● Recorded data
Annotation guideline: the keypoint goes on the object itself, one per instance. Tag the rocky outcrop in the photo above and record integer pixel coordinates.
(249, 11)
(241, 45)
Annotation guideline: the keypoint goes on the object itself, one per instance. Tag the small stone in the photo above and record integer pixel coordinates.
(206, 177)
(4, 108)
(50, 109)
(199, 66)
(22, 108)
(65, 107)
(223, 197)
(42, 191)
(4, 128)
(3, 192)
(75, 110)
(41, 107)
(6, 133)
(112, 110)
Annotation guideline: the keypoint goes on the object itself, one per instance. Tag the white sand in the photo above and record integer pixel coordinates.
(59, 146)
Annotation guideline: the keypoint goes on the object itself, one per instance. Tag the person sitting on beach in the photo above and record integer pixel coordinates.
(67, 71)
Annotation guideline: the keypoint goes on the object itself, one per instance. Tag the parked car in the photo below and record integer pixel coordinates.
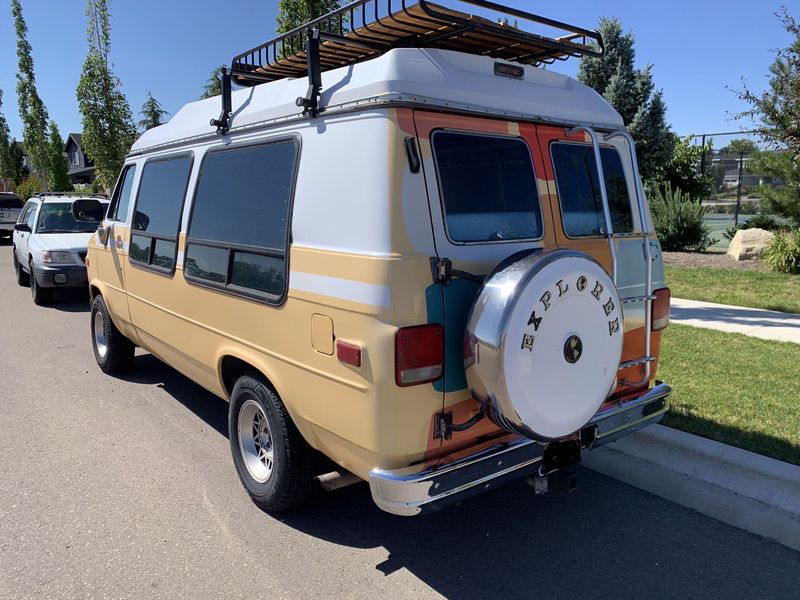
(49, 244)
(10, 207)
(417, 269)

...

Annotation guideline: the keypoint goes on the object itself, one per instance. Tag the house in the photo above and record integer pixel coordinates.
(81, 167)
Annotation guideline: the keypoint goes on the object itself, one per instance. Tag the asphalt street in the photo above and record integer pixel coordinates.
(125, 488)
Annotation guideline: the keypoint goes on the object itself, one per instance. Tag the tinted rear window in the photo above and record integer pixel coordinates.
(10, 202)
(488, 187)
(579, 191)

--

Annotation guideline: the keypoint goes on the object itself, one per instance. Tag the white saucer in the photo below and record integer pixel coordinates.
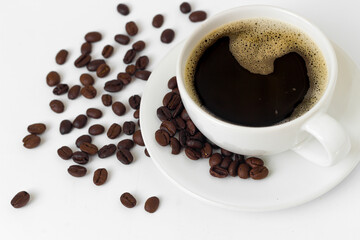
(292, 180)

● Set exercise
Filter the data above, keeping only the lines that contain the string "integer", and copy each one.

● The reply
Annotation guideline: the keypoint goes on the object itself, one per instance. Tag the rocky outcrop in the photo above and record integer pixel coordinates.
Annotation guideline: the keypoint goes on the object itself, one per instance. Tag the small stone in the photo above and record integer pixel coordinates.
Annotation guideline: the keypoint goes on the object itself, one per instance. Tag the white sand in the photo above and record integer pixel coordinates.
Annotation guideline: the keypoint goes on the object itself, one per instance. Tag the person sitting on beach in the photo above and record integer pixel coordinates.
Annotation guideline: the keypoint goes on the object itself, one per instance. Tag the parked car in the photo below and record integer pixel coordinates.
Annotation guideline: the keypoint goes on the object itself, one per instance. Tag the house in the photo above and record integer pixel coordinates.
Annotation guideline: the keypoint goes on the object itself, one per instance. Tag the asphalt street in the photo above and record integer pixel coordinates.
Annotation guideline: the keypoint goes on the object itself, one per instance. Tag the tinted rear window in the photo above and record integer pixel coordinates.
Annotation guideline: the keypoint goes on the object itself, one per instance. Tag the white saucer in the photo below and record integer pixel coordinates.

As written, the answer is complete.